<<<<

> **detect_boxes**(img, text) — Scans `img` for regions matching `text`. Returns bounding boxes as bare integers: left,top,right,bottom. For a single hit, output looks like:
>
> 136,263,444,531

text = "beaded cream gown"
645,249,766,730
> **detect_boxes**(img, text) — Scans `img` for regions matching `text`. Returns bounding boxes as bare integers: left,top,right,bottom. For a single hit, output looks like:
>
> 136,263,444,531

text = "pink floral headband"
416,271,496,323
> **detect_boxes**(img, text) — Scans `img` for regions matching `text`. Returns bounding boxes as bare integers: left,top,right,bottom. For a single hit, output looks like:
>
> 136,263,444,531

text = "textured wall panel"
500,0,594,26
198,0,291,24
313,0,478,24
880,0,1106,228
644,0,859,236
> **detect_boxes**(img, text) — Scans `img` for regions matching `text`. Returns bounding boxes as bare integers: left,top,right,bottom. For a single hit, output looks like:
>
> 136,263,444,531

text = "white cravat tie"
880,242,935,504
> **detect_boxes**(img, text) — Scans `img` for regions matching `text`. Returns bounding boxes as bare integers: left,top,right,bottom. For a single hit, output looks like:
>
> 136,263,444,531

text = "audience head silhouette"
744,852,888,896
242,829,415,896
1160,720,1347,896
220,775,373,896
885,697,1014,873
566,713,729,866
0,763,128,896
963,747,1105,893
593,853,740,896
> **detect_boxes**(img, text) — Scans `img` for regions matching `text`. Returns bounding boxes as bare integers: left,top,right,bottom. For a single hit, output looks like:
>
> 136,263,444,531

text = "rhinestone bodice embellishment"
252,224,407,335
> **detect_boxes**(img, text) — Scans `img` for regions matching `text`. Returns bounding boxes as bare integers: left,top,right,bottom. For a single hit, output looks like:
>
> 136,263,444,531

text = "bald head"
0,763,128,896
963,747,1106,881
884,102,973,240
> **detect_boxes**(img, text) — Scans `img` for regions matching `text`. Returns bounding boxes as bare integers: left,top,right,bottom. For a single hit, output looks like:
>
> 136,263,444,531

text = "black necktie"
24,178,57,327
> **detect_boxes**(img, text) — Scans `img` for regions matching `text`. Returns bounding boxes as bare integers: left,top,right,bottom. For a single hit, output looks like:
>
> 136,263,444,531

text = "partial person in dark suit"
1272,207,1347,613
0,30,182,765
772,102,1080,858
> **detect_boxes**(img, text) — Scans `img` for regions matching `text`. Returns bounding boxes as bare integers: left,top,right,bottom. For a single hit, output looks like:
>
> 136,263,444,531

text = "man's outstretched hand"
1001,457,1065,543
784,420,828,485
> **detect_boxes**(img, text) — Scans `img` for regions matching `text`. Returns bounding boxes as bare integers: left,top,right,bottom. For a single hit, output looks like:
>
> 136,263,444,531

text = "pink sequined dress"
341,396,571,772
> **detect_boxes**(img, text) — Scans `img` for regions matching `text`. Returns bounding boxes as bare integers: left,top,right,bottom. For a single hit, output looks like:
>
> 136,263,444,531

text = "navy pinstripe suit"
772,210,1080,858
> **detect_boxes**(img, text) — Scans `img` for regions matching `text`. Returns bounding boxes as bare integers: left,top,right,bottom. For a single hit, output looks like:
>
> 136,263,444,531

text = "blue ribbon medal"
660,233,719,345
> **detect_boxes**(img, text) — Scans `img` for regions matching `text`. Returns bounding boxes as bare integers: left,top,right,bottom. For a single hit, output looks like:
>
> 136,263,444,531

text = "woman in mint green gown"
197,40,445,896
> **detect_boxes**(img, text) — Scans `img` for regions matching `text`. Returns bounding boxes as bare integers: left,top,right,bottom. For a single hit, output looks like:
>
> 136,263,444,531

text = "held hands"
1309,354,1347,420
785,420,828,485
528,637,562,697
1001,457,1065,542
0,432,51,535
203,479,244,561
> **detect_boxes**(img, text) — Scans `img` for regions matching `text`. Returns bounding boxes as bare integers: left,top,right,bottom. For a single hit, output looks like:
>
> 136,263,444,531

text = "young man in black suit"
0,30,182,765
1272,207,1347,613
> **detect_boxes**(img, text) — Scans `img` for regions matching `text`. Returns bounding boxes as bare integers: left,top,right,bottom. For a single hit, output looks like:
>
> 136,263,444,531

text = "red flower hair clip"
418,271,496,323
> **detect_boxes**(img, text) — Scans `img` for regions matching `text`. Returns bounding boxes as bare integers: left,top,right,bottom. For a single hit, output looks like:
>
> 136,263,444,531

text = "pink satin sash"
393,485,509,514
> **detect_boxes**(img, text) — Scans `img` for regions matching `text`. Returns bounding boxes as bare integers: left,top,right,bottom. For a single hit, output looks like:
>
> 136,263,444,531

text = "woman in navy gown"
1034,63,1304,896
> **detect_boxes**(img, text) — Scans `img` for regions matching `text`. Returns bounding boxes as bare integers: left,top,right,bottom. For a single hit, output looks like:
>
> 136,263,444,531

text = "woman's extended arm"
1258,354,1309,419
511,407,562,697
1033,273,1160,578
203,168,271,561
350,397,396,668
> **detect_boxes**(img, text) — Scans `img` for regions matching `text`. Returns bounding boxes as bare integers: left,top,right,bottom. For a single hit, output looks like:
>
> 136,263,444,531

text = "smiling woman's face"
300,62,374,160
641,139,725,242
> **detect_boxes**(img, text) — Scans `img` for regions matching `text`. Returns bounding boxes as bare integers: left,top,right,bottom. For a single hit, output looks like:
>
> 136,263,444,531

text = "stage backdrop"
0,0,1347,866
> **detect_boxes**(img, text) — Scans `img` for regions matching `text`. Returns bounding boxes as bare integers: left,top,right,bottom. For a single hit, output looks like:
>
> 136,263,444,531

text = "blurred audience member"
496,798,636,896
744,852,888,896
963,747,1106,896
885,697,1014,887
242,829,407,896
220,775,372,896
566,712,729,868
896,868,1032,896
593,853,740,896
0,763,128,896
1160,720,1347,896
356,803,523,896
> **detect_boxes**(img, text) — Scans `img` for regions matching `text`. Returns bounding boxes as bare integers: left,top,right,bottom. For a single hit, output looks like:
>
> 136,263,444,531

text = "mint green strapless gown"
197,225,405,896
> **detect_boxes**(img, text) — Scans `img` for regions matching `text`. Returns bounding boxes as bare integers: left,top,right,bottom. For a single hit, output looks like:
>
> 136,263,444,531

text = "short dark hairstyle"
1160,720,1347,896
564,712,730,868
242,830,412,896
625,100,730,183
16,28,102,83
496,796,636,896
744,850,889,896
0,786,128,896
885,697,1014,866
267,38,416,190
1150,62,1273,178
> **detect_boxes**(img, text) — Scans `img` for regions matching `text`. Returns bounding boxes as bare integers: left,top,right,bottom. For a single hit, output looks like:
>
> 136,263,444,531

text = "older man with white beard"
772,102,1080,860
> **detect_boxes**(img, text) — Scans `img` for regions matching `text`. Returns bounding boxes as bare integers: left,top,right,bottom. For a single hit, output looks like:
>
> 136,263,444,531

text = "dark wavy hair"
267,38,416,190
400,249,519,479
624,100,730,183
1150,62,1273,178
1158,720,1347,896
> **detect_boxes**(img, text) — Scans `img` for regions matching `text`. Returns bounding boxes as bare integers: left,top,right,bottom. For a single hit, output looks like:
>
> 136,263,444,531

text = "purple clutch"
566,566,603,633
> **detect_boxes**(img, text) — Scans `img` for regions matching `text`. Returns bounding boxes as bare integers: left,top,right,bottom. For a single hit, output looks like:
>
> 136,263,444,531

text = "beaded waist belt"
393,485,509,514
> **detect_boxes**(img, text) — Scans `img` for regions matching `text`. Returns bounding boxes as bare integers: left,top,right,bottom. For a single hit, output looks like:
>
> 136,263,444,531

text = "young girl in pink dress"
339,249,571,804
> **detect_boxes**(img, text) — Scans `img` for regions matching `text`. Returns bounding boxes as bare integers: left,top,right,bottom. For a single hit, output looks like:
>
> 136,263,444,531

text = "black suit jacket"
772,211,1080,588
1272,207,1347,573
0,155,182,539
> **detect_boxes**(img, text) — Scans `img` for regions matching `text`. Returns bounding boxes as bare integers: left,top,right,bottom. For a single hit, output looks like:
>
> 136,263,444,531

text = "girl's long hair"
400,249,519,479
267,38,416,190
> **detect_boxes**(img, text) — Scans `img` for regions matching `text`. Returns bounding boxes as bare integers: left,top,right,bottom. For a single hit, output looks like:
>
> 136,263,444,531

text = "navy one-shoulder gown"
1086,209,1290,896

>>>>

WHAT THE TASK REQUIRES: Rescale the lines from the start of the records through the line holding "416,271,496,323", inclusive, giving them all again with their requests. Multiply every box coordinate in the answers by 1.5 and round to whole numbers, halves up, but leave the numbers in the requests and their sample output as they are.

SOLUTION TO THIS PROBLEM:
> **detect_boxes**(img, text) — Scans `img` for regions matching `text`. Returns bounding boxes as bare integers: left,top,right,bottom. For a single hit, output looks like:
>
> 136,263,444,531

text = "beaded cream gown"
968,374,1149,1095
> **detect_boxes**(img, text) — Scans `img` for regions matching `text`. Returns bounding boxes as bare integers: left,top,right,bottom. For a single hit, output looks like:
>
> 136,263,444,531

text = "pink floral headband"
624,407,744,485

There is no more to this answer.